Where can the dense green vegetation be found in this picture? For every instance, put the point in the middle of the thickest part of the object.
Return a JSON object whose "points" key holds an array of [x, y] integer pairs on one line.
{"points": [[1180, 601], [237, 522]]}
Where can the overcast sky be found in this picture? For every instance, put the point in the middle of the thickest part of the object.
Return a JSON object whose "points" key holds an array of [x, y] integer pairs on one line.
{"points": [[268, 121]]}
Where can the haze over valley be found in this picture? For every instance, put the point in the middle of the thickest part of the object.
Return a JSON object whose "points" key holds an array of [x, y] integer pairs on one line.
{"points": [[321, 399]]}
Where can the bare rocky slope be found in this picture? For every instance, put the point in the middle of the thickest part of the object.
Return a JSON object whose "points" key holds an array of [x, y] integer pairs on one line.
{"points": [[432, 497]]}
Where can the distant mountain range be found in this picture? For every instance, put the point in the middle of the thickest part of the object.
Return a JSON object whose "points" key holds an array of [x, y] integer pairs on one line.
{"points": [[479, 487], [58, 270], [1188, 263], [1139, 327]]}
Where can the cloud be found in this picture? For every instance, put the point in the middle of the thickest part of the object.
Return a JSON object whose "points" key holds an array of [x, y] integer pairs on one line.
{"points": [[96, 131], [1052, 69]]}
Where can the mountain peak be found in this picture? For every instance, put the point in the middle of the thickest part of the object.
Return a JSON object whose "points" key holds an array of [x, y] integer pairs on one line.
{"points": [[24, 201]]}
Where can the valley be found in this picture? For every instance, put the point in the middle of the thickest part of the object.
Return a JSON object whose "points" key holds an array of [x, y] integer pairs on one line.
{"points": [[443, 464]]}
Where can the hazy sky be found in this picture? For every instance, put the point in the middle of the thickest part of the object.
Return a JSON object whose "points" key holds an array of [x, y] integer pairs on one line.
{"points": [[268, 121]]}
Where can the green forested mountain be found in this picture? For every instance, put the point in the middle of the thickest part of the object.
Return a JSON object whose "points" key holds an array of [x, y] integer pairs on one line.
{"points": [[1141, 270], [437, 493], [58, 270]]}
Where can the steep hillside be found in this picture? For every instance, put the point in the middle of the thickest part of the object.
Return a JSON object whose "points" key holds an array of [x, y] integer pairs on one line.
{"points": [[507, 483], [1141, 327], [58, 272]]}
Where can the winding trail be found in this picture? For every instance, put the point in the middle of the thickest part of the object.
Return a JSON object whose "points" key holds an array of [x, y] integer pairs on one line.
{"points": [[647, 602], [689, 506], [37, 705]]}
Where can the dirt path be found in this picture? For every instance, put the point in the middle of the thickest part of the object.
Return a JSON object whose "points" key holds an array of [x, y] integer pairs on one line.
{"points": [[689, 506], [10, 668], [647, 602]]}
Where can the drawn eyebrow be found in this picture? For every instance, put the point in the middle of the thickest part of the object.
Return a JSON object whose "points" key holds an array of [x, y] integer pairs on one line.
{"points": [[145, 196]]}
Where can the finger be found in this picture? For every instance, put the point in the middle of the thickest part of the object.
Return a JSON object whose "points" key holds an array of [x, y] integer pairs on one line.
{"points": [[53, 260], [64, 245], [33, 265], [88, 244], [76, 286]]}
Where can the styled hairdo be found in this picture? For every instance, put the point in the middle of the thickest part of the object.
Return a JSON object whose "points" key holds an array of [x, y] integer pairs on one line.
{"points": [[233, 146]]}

WORK REQUEST: Look above for the line with "Where can the valley"; retype exactly that line, every line after it up to the line with "Where can the winding", and that line too, nothing else.

ANSWER SPACE:
Where can the valley be found in this picture? For every instance, put the point in the middle of the thickest part of the object.
Return a JSON object whose "points" key holds an array of [x, y] integer pairs on one line.
{"points": [[443, 464]]}
Where can the hazy sky be found in this picture? For every instance, put the point in the middle of the thickest part of the object.
Return a JSON object whose "points" key holds an array of [x, y] integer pairs on one line.
{"points": [[268, 121]]}
Where can the green forested mountain be found in this picture? For every instance, put the point in the middle of the thickest part of the object.
Return a JSON object whose "points" key holds an array of [x, y] integer pairs on one line.
{"points": [[1141, 270], [437, 493], [58, 270]]}
Where can the steep hillside be found in this picture? For every instance, put the point in the middle of the thickest part of the object.
Return a JSON object whose "points" key holds an array of [x, y] integer pairs on one line.
{"points": [[507, 483], [1141, 327], [58, 272]]}
Where can the winding trail be found in this picture? For every instance, put the point in the middle of the thickest part of the object.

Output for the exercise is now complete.